EXCERPTED PASSAGE:
☆ ☆ ☆ ☆ ☆

Skip to content

File Transfer to xrootd URL

EOS is often used at CERN, whereas for the HTCondor service, AFS is used as the shared filesystem between your submissions and the schedd. Whereas we do not allow EOS FUSE to serve as this filesystem, we do have a file transfer plugin that can help integrate EOS into your workflow for local batch submission. This is achieved using an HTCondor file transfer plugin to xrdcp files to EOS.

Note

Note that this is authenticated with kerberos and so should be viewed as a way to use EOS at CERN, not global xrootd URIs.

Usage via output_destination

In your condor submit file, you can specify an output_destination. A correctly formatted xrootd URI will tell htcondor to write your output files to this destination. Here is a basic example, where I want to write files to /eos/user/b/bejones/condor/xfer:

executable     = script.sh
log            = xfer.$(ClusterId).log
error          = yf.$(ClusterId).$(ProcId).err
output         = yf.$(ClusterId).$(ProcId).out
output_destination = root://eosuser.cern.ch//eos/user/b/bejones/condor/xfer/
queue

Using this example, all files written to the working directory (aka the output sandbox) will be written to that directory in EOS.

However, we can also ask for any directories to be created, which can help to avoid having too many files in one directory. We do this by adding an additional special attribute MY.XRDCP_CREATE_DIR = true. Full example:

executable     = script.sh
log            = xfer.$(ClusterId).log
error          = yf.$(ClusterId).$(ProcId).err
output         = yf.$(ClusterId).$(ProcId).out
output_destination = root://eosuser.cern.ch//eos/user/b/bejones/condor/xfer/$(ClusterId)/
MY.XRDCP_CREATE_DIR = True
queue

Note the addition of a subdir with the ClusterId in the output_destination.

We can also ask the plugin to import input files, though this needs to have the full path, for example:

executable     = script.sh
log            = xfer.$(ClusterId).log
error          = yf.$(ClusterId).$(ProcId).err
output         = yf.$(ClusterId).$(ProcId).out
output_destination = root://eosuser.cern.ch//eos/user/b/bejones/condor/xfer/$(ClusterId)/
transfer_input_files = root://eosuser.cern.ch//eos/user/b/bejones/condor/file.txt
MY.XRDCP_CREATE_DIR = True
queue

Limitations

The user log or the log specified in the above examples is not transferred, and so in the normal case would be a file in AFS. There is though a way to avoid using AFS at all, by using condor_submit -spool...

Use with condor_submit -spool

condor_submit -spool uses the schedd to hold all the files, avoiding the use of shared filesystems altogether. Combined with output_destination it can be very convenient. The only limitation is the user log which will be written on the schedd. If after a job terminates or there is an error you wish to consult, it is necessary to transfer the log back using the following command:

condor_transfer_data <job id>

This should then transfer back the user log to the initial working directory of the submitted job.


Last update: February 14, 2022

☆ ☆ ☆ ☆ ☆

REQUIRED TASK A:
Collect every line of the records that contains the string "green", and copy each one in full.
The records have no connection to the EOS file-transfer guide.

☆ ☆ ☆ ☆ ☆

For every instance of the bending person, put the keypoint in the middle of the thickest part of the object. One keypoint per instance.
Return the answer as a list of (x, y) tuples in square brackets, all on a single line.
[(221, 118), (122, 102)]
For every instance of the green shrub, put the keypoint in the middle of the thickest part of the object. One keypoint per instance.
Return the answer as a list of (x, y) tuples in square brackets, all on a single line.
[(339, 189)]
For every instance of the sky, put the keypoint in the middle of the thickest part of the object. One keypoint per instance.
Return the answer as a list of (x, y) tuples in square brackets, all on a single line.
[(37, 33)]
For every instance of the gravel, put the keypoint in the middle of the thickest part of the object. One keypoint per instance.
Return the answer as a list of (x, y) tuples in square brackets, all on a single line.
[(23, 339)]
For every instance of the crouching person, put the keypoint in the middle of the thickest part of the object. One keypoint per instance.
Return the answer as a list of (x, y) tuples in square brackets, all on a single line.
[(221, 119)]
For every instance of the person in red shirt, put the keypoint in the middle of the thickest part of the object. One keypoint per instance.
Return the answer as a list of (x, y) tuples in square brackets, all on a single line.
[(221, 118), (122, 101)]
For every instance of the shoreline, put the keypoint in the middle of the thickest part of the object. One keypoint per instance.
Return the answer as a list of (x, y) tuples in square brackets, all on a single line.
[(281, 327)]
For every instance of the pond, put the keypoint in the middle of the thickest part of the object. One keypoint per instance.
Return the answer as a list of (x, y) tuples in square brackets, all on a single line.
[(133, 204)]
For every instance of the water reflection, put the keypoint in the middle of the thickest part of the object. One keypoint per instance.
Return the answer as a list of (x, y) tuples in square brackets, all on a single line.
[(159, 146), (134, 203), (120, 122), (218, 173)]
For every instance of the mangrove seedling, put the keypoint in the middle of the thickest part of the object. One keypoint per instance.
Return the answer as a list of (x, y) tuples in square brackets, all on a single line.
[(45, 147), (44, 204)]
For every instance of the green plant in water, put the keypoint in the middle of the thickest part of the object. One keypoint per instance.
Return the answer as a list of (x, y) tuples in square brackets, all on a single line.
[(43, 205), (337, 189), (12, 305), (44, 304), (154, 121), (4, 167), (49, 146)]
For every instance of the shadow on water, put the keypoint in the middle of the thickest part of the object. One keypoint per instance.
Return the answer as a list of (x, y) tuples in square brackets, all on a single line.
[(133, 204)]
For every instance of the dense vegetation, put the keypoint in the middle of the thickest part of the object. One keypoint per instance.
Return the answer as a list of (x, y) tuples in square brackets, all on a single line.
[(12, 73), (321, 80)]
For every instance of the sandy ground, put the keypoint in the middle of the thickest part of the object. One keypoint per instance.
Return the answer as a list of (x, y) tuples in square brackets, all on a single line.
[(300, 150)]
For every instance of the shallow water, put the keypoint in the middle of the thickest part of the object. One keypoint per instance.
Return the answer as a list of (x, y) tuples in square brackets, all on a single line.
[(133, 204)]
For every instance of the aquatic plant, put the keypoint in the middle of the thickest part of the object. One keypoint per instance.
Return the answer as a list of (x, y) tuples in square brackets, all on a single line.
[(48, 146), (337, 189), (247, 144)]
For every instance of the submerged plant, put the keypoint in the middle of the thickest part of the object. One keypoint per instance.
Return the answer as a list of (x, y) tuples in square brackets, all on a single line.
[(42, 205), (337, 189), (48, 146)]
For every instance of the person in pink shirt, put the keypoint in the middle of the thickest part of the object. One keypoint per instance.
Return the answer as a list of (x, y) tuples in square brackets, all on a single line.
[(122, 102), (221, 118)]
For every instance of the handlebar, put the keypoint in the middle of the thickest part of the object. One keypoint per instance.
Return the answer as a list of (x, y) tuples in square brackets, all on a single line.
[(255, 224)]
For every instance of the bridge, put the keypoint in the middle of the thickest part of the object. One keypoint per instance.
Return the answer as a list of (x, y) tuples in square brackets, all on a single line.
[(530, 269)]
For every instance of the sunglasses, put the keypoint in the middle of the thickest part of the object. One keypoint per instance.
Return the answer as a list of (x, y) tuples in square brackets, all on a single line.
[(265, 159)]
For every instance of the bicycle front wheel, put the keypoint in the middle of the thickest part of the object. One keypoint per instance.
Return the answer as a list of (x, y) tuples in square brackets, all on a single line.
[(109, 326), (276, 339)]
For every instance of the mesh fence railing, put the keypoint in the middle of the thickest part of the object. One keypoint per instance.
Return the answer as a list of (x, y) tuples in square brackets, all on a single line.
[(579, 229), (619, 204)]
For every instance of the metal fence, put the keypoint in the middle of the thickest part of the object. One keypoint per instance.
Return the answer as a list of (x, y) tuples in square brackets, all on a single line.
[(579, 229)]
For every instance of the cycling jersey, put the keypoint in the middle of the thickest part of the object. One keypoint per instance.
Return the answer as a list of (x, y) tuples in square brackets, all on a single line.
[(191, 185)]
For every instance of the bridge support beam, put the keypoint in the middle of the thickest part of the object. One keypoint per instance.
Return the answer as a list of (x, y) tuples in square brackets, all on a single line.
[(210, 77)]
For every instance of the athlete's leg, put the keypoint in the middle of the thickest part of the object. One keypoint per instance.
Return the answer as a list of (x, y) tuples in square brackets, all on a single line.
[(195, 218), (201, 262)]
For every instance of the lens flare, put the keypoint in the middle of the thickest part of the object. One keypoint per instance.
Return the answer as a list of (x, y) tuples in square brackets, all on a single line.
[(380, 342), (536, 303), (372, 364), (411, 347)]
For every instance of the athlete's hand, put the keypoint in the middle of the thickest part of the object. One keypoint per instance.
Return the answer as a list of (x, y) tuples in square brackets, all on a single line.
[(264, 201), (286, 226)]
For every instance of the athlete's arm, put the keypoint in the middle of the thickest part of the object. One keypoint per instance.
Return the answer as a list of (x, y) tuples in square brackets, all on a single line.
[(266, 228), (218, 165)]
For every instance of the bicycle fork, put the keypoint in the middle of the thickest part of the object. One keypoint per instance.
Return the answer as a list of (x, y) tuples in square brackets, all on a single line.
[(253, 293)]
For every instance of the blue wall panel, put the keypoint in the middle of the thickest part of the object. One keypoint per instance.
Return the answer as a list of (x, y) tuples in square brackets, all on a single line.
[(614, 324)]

☆ ☆ ☆ ☆ ☆

REQUIRED TASK B:
Transcribe the EOS file-transfer guide word for word, from "The user log or" down to "the submitted job.".

FULL RESPONSE A:
For every instance of the green shrub, put the keypoint in the middle of the thickest part of the object. One keypoint per instance.
For every instance of the green plant in water, put the keypoint in the middle of the thickest part of the object. One keypoint per instance.

FULL RESPONSE B:
The user log or the log specified in the above examples is not transferred, and so in the normal case would be a file in AFS. There is though a way to avoid using AFS at all, by using condor_submit -spool...

Use with condor_submit -spool

condor_submit -spool uses the schedd to hold all the files, avoiding the use of shared filesystems altogether. Combined with output_destination it can be very convenient. The only limitation is the user log which will be written on the schedd. If after a job terminates or there is an error you wish to consult, it is necessary to transfer the log back using the following command:

condor_transfer_data <job id>

This should then transfer back the user log to the initial working directory of the submitted job.